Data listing
+---+

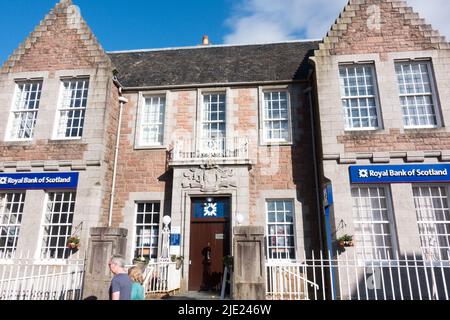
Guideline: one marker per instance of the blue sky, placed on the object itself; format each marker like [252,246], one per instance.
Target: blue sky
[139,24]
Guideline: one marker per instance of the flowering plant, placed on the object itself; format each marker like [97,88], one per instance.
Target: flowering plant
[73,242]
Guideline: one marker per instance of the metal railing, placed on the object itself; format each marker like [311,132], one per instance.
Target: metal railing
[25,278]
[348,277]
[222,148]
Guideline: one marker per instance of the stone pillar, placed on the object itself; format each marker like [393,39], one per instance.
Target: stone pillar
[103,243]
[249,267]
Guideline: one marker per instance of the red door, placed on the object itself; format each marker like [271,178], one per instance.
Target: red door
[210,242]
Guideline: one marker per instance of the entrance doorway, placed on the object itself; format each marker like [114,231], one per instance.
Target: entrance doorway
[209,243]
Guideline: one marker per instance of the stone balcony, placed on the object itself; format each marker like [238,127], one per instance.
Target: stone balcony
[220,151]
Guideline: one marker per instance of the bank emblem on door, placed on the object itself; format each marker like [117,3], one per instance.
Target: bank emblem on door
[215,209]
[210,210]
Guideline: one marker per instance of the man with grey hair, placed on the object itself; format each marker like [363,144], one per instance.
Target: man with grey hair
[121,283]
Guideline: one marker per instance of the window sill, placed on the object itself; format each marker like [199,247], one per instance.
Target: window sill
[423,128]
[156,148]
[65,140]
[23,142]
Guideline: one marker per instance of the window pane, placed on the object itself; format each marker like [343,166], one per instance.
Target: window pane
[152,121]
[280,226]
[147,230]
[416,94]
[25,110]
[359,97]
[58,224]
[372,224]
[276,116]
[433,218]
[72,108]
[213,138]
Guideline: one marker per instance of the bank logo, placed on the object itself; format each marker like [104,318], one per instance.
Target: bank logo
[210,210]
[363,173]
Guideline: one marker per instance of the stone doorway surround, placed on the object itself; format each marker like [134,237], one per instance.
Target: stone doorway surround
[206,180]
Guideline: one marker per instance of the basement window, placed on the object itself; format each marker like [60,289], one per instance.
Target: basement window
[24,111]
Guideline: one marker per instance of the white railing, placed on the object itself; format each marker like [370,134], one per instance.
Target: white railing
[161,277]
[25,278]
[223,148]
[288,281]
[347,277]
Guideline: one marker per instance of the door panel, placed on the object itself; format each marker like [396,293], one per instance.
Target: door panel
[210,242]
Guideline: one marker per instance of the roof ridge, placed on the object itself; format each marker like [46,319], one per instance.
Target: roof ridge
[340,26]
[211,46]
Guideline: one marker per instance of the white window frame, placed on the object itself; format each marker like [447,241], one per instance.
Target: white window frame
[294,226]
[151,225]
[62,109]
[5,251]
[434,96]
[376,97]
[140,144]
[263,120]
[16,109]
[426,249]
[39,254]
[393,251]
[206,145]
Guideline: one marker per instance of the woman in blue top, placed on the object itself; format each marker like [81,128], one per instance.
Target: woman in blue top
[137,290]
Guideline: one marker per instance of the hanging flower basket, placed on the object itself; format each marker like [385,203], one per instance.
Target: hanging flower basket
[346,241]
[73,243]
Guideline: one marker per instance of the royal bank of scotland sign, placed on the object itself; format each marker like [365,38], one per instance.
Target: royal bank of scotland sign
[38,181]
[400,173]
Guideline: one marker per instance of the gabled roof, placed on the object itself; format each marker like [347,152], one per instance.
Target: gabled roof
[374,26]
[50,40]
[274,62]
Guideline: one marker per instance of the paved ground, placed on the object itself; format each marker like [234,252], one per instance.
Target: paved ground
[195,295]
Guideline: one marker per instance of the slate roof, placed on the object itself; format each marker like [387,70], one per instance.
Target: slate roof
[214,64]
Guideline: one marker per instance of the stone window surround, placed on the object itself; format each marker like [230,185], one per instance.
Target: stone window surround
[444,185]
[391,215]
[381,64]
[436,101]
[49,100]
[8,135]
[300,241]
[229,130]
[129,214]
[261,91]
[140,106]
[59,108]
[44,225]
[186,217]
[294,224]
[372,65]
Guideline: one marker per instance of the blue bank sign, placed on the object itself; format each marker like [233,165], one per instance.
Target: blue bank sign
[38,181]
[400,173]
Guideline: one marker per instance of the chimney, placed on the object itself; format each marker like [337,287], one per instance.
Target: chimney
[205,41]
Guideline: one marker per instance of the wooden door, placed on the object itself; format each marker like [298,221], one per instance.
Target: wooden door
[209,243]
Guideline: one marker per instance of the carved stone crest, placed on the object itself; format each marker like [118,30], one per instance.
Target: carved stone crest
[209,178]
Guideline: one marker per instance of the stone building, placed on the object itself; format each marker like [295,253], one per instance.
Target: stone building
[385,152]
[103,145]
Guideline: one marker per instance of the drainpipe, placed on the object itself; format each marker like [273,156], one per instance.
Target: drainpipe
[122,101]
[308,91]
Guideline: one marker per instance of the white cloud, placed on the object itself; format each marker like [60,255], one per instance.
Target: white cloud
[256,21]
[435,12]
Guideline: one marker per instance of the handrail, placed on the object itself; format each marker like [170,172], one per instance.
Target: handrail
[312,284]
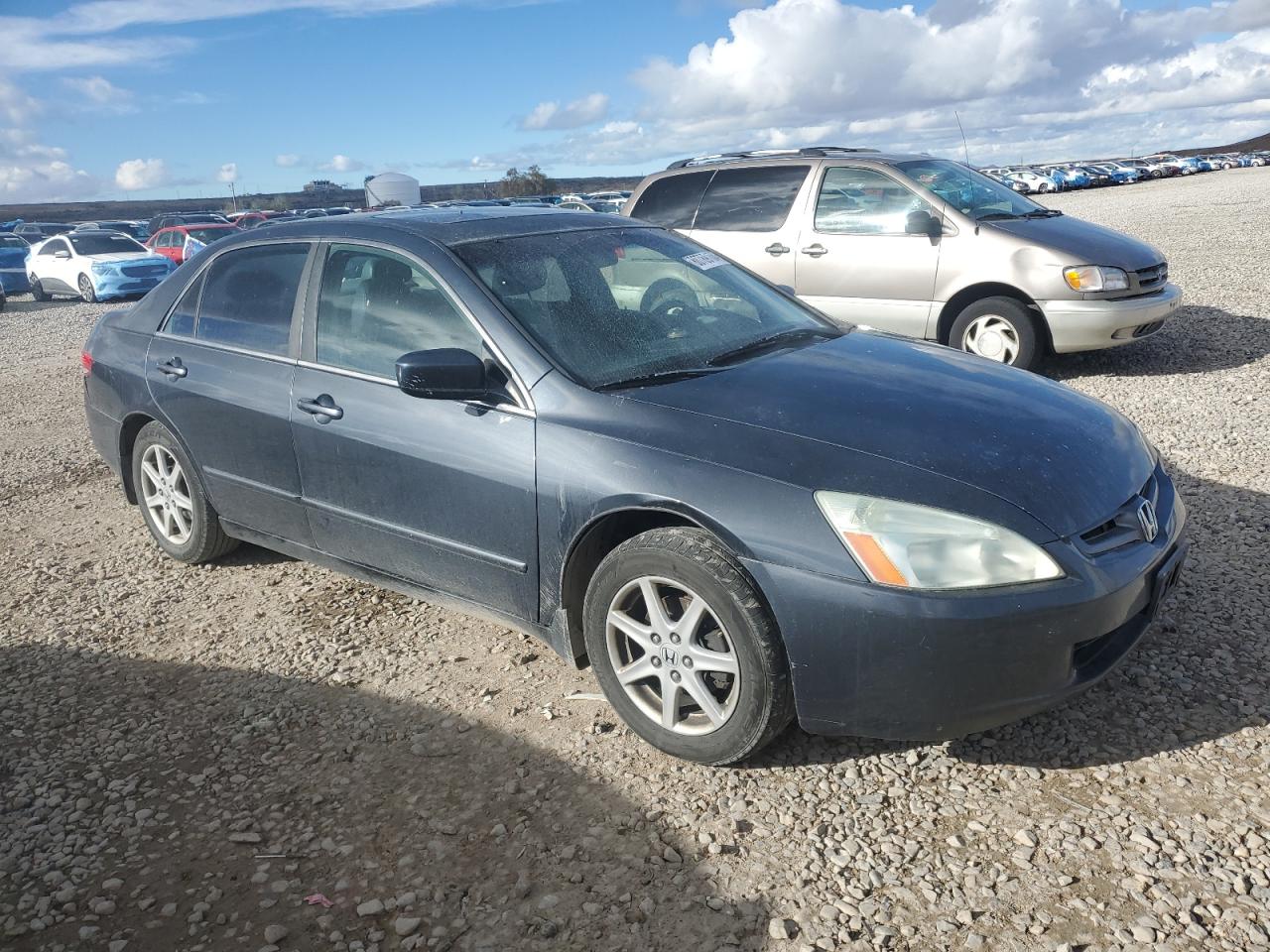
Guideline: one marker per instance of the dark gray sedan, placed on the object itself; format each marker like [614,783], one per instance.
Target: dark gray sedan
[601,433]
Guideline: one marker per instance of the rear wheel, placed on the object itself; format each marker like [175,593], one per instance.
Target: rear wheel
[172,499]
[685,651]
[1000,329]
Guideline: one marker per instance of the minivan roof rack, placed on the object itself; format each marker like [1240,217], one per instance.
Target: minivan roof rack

+---+

Do this: Give all the entries again exactly, dropping each picture.

Task answer:
Guideline: one marker per instance of the blue sky, placed on the object itself; format each marker like [252,246], one per instance.
Target: blue sky
[139,24]
Guideline: one marker per instance of the flowering plant, placed on the object itself; format each marker like [97,88], one per instance.
Target: flowering plant
[73,242]
Guideline: one marker per instance of the metal railing, placed on the object itself; format each marker like [311,132], one per instance.
Target: metal railing
[25,278]
[348,277]
[222,148]
Guideline: one marker per instance of the stone pillar, placed on the object itself; format each marker like [393,39], one per instance.
Target: stone pillar
[103,243]
[249,267]
Guideline: one marker per instance of the red door, placed on the object itself; format each marker like [271,178], one per instance.
Target: red door
[210,242]
Guideline: one marker per instance of the entrance doorway, placed on the object itself; format each marker like [114,231], one per instance.
Target: entrance doorway
[209,243]
Guideline: one marker per instance of the stone balcony, placed on the object itself; format each marker like [238,127], one per instance.
Target: stone balcony
[220,151]
Guideline: one marker per instance of the bank emblem on door, placed on the object itself; format each marker like [117,3], one per instance.
Target: bank emblem on door
[215,209]
[210,210]
Guideline: one marker per instance of the man with grey hair, placed on the object itself; format each marker like [363,144], one per instance.
Target: man with grey hair
[121,283]
Guideline: one marker per instance of the window sill, placed on the object itself; format each marker like [199,247], one per instance.
Target: window sill
[423,128]
[156,148]
[65,140]
[23,142]
Guideline: one marker per instance of the window pane, placed on the object itself; format each marker like [343,166], one per instance.
Target: window pane
[152,121]
[280,226]
[147,230]
[416,94]
[25,110]
[359,97]
[58,224]
[372,224]
[276,116]
[433,218]
[72,108]
[213,138]
Guideline: one marker per instance of the bank logo, placed on the object itself; format each marker like [104,318], one per instance.
Target: bank logo
[210,210]
[363,173]
Guideline: one marker per instance of the stone doorway surround, placed on the object itself; format each marker like [134,237], one per instance.
Target: stone doorway surround
[206,180]
Guideline: one marker per instance of the basement window, placed on the object itself; format each marker like [60,289], one per instance.
Target: basement window
[24,111]
Guideline: one marker per instance of the white railing, placed on the object itself; format each marker like [370,134], one per instance.
Target: white railing
[161,277]
[25,278]
[223,148]
[288,281]
[347,277]
Guideline: one marker per instance of the door panel, placed on the object itself; format each marker like [396,293], one per instance.
Target: door panel
[210,242]
Guideline: one marker per instance of the roof ridge, placed on the object itself; format each marker like [46,319], one per instance.
Target: roof ridge
[340,26]
[211,46]
Guideline: one marker per instance of the white window frame, placed on the object itself; format each marker like [447,241], one per instance.
Target: white window frame
[294,226]
[151,225]
[62,109]
[5,251]
[434,96]
[376,97]
[140,144]
[263,120]
[16,109]
[426,249]
[39,254]
[393,251]
[206,145]
Guideline: one marker per instance of the woman in blue top, placed on the object itself; format each marker like [81,128], one per instance.
Target: woman in blue top
[137,290]
Guideline: one marker per instance of the hanging flower basket, placed on the object itself; format each marker like [385,203], one per instance.
Target: hanging flower basket
[346,241]
[73,243]
Guideline: one marker per instance of the royal bank of scotland sign, placed on the object itself; format each marker like [365,38], one per instance.
Target: royal bank of scotland sign
[38,181]
[400,173]
Guideline: one marker per instance of the gabled roof, placed on the object itself; format each marker like [347,152], one per instance.
Target: gabled roof
[374,26]
[50,40]
[274,62]
Guideline: one marker per instance of the paved ground, placed on the object itself; format each marker like [234,252], one per instance.
Target: paved ground
[195,295]
Guideline: one marker per instance of the slate roof, placed on the object itself; format each marker like [387,70], one per instance.
Target: slate roof
[214,64]
Guideline: one marker per instance of the stone window surround, placed on the object itself; format each marker like [230,185], one per instance.
Target: stone window surround
[444,185]
[391,215]
[381,64]
[436,101]
[49,100]
[8,135]
[300,241]
[229,130]
[129,214]
[261,91]
[140,106]
[59,108]
[44,225]
[186,217]
[294,224]
[372,65]
Guideline: one marker per instance of the blue bank sign, placed on the object itself; format each marker like [233,165], one per instance.
Target: blue bank sign
[38,181]
[400,173]
Guideline: one marker per instance of the chimney, placed on the object itself; format each marker like [337,287], one per instance.
Target: chimney
[205,41]
Guideline: one marker per instance of the wooden door, placed on the object itself; format each marker like [298,221], one per instance.
Target: wooden door
[209,243]
Guideline: one marker per instance of the carved stone crest, placed on the object itself; format each marker like [118,30], one per instance.
Target: carved stone crest
[209,178]
Guideline: one marker per instance of the stone building, placed on the object itself; format each marker like [295,253], one per instance.
Target: stone building
[385,152]
[103,145]
Guideline: one marker per instance of the drainpipe, placed on the object itself; format each marker like [273,156], one per instance.
Target: drainpipe
[122,101]
[308,91]
Guideline: one marker per instance of the white cloud, placed on the object itself; format each marker like [60,255], one per instance.
Target: white cloud
[256,21]
[435,12]
Guideline: one marker per instance of the handrail, placed on the object itself; format each marker like [170,172], one per instance.
Target: handrail
[312,284]
Guideline: one marker per instance of the dark gray sedan, placed on the object itself; format each marker like [614,783], one per instance.
Target: dark gray sedan
[601,433]
Guideline: one marker per instance of the rear wheel, placed on the object itself; format each marker like [175,593], one per instance.
Target: rear wheel
[172,499]
[685,651]
[1000,329]
Guideline: one marker per instance of the minivan roof rack, placed on the object itself; format each marker like [1240,217], one per instance.
Target: minivan roof rack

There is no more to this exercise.